### EXERCISE INSTRUCTIONS
Retype the data below without altering anything.

### Data entries
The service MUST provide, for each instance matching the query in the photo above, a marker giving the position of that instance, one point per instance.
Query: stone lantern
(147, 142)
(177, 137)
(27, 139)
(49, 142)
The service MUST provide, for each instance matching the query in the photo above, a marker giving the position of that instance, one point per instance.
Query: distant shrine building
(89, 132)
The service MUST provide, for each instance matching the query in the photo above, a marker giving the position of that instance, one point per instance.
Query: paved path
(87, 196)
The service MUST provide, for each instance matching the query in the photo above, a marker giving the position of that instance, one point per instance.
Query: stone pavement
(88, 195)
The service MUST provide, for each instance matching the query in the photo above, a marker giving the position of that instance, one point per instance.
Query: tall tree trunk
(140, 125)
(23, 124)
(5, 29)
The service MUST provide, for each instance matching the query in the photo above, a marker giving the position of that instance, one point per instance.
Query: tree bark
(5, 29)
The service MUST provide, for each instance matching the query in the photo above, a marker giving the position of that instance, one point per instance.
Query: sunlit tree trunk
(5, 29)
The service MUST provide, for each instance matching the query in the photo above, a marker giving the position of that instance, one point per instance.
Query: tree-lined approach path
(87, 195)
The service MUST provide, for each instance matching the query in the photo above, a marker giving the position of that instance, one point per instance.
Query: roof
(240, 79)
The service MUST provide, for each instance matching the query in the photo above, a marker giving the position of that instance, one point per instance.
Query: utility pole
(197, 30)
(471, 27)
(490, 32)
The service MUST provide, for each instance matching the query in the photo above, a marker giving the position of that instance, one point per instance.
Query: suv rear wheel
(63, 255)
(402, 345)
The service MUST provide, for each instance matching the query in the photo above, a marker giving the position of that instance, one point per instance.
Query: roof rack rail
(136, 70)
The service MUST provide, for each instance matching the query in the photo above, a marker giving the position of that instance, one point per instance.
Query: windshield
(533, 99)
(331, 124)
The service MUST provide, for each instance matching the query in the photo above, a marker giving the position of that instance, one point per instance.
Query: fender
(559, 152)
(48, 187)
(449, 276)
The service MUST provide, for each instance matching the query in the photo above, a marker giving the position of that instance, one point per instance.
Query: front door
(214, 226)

### FINAL ANSWER
The service MUST provide, for each instance matching the query in the photo above, a marker giving the position of that instance, one point per instance.
Query: stone lantern
(147, 142)
(177, 137)
(27, 139)
(49, 142)
The service MUST provide, for each instance matching the query in the photo above, a marker giving the position of that instance, one point per instance.
Query: distant shrine building
(89, 132)
The service MUST provide, for each instance matching the query in the photo above, a marker giving the position of that instance, one point per instance.
Query: paved path
(87, 196)
The service MUST provide, for each instance matching the query in the photo above, a marker giving the position of that instance, one point per instance.
Query: stone pavement
(88, 195)
The service MUST provide, for each instance matching the query in the photo above, a marker giving the position of that instance, one point per instance.
Query: tall tree trunk
(140, 125)
(23, 124)
(5, 29)
The service MUST provide, for each instance matching the query in the photo above, a marker giving the position of that instance, one point per instance.
Query: tree bark
(5, 29)
The service MUST provide, for each instance matching the query in the photo above, a marker giving the position of that instance, one point per instance.
Query: sunlit tree trunk
(5, 29)
The service MUST provide, for each instance matching the query in the photo above, a marker giving the position of that instance, one point per instance.
Query: tree-lined approach path
(87, 195)
The service MUST provide, for each instance matching the query in the photo above, a marker giving the position of that instance, one point per instance.
Query: roof
(240, 79)
The service MUST provide, for each instance matching the query in the photo above, a marker giving the position of that instance, one point per instance.
Query: utility pole
(197, 30)
(471, 27)
(490, 32)
The service MUST provide, for each instance matching the query in the photo above, a marker giving the position of that instance, one point per instance.
Query: suv rear wheel
(63, 255)
(402, 345)
The service MUST provide, for each instance matching the query in the photo above, a marker giving the position of that instance, one point per instance.
Query: roof rack rail
(136, 70)
The service MUST provide, for each instance matching the query in the photo above, a marker giving the position of that instance, one point per instance.
Query: windshield
(533, 99)
(331, 124)
The service MUST provide, for each instance matching the query in the photo above, a marker giving the position of that instance, one point per instance.
Query: fender
(559, 152)
(48, 187)
(449, 276)
The service MUST provide, for each instance matching the query in the photo above, a marker giving the position of that instance, one point per instance.
Query: front door
(214, 226)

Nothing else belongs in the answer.